==== EXERCISE MATERIALS ====

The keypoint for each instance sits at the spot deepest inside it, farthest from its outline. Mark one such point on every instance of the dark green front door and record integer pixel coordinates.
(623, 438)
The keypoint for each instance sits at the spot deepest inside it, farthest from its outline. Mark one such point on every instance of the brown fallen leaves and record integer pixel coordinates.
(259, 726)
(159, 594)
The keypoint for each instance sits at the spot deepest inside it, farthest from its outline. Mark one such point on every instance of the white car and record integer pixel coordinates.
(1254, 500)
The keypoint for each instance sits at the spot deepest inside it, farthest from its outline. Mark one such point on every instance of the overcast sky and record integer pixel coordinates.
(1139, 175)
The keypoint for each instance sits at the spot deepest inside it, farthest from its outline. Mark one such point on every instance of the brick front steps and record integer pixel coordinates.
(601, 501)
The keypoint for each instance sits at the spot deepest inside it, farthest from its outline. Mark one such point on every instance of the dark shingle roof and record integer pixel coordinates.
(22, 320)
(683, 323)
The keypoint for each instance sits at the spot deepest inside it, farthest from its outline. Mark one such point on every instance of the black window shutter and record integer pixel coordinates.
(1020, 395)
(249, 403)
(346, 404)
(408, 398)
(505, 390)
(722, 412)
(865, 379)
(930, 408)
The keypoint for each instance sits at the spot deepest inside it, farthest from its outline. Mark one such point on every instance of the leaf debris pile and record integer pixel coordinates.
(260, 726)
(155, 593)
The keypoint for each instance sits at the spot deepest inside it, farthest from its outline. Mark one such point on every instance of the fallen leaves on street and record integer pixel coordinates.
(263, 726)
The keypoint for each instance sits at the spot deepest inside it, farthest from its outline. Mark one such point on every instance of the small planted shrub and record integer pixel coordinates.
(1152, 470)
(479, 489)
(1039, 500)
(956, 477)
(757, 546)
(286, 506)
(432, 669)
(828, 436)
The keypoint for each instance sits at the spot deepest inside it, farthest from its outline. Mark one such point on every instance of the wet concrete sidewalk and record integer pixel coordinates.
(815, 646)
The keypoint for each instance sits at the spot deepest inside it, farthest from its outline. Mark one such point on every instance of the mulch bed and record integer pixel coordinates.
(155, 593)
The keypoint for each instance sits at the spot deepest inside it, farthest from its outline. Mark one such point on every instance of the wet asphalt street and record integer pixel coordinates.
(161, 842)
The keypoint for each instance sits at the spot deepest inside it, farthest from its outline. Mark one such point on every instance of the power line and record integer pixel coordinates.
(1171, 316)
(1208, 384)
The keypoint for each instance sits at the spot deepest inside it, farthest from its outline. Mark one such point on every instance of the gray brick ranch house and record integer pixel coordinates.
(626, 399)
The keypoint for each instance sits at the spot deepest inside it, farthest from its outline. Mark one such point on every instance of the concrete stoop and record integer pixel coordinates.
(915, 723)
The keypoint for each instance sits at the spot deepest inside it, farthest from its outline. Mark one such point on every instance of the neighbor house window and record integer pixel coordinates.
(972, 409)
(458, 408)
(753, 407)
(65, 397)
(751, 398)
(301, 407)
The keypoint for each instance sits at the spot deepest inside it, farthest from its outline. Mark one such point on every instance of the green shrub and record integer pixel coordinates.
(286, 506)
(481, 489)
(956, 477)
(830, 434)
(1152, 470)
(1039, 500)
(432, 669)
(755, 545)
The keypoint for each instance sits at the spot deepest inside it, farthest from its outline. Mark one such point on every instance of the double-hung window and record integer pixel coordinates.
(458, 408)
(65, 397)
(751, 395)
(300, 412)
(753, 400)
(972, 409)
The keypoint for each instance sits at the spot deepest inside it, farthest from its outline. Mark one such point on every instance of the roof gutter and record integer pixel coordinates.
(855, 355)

====

Return all of the above records exactly, leaving no line out.

The keypoint for each instance sits at the spot deepest inside it, farthest from its outline. Mark one such point on every instance of the dark green front door and record integer pixel coordinates.
(623, 438)
The keypoint for each instance sits at the spot deepest inside it, farthest from its outline. Mark one such point on every instance of the brown fallen leaves and record integer pixel coordinates.
(259, 726)
(159, 594)
The keypoint for each instance sits at the spot deepest inside it, farthest from its outline. Mark one such point on every instance of the white car and record integer pixel coordinates.
(1254, 500)
The keypoint for each instance sits at the spot deepest inside it, farthest from its outline. Mark one such point on every instance of the overcast sky and record integer pixel coordinates.
(1139, 175)
The keypoint for each instance sits at the spot deepest inside it, farthest from its outline. Mark one such point on every instance of the brick front steps and record integer pixel coordinates.
(601, 501)
The keypoint for each instance sits at the spot deepest inside it, farthest from its outline. Mark one such point on every instance of the dark shingle roof and record integer pixel coordinates.
(22, 320)
(683, 323)
The keypoint for each instance sits at the spot deepest inside it, farthest from its outline. Mark one such point on every instance of the black window shutter and record integer pixel coordinates.
(1020, 395)
(249, 403)
(346, 404)
(408, 398)
(505, 390)
(722, 412)
(865, 379)
(930, 408)
The keypoint for each instance sits at the spot deepest inside it, farthest from its outline. Mark one such point on every instance of the leaf debris pile and record integer pixel coordinates.
(260, 726)
(155, 593)
The keypoint for each instance sits at the spot deepest inside it, farthest from its outline. Mark one such point on every instance of the fallen leaves on street and record integer pixel coordinates.
(263, 726)
The keypoint for each instance sits at the spot deepest inside it, farthest from its outline. Mark one such point on every instance of the small planted shrub and record integer pixel coordinates.
(1152, 470)
(479, 489)
(1039, 500)
(956, 477)
(757, 546)
(286, 506)
(432, 669)
(828, 436)
The keypoint for each instance sits at the spot deepest inside it, farthest from its outline. Mark one such point on every instance of the wet concrete sidewalk and record integer pixel coordinates.
(815, 646)
The keypoint for each instance sits at the spot deepest inside it, farthest from its outline. Mark one such point on every instance of the mulch bed and record integer pixel coordinates.
(155, 593)
The keypoint for each instance sits at the spot deepest inside it, farthest from its outline. Mark one such point on every instance of the wet asphalt street and record integer pixel coordinates.
(161, 842)
The keypoint for each instance sits at the spot deepest inside it, farthest from its outline. Mark one such point on every instance of the power line and record integer pixel coordinates.
(1171, 316)
(1208, 384)
The keypoint for each instance sits at the spot deepest inside it, farthest from its outline. Mark one such point on every instance of the gray brick ranch house and record integer pixel coordinates.
(626, 399)
The keypoint for each instance sits at the spot deepest inside it, farthest from its outline. Mark one such point on every instance of the concrete stoop and record integer pixel coordinates.
(915, 723)
The keypoint for each instance sits at the spot deepest inside it, farthest from its outline. Mark one such point on every instance of the neighbor house window and record integer pixel coordinates.
(972, 409)
(458, 408)
(753, 407)
(65, 397)
(751, 398)
(301, 407)
The keypoint for each instance sits at the spot deepest inside it, farthest from its outline. Mark one such point on every instance of the green shrub and record integer pixel coordinates.
(286, 506)
(481, 489)
(956, 477)
(830, 434)
(1152, 470)
(1039, 500)
(432, 669)
(755, 545)
The keypoint for each instance sits at the spot deepest inside it, farthest from its outline. Mark one such point on every instance of the double-hung window and record integer pixel coordinates.
(458, 408)
(65, 397)
(751, 395)
(300, 412)
(753, 400)
(972, 409)
The keypoint for each instance sits at the spot deepest inside it, farthest from its outline. Mark one such point on every instance of the roof gutter and record integer pixel coordinates.
(855, 355)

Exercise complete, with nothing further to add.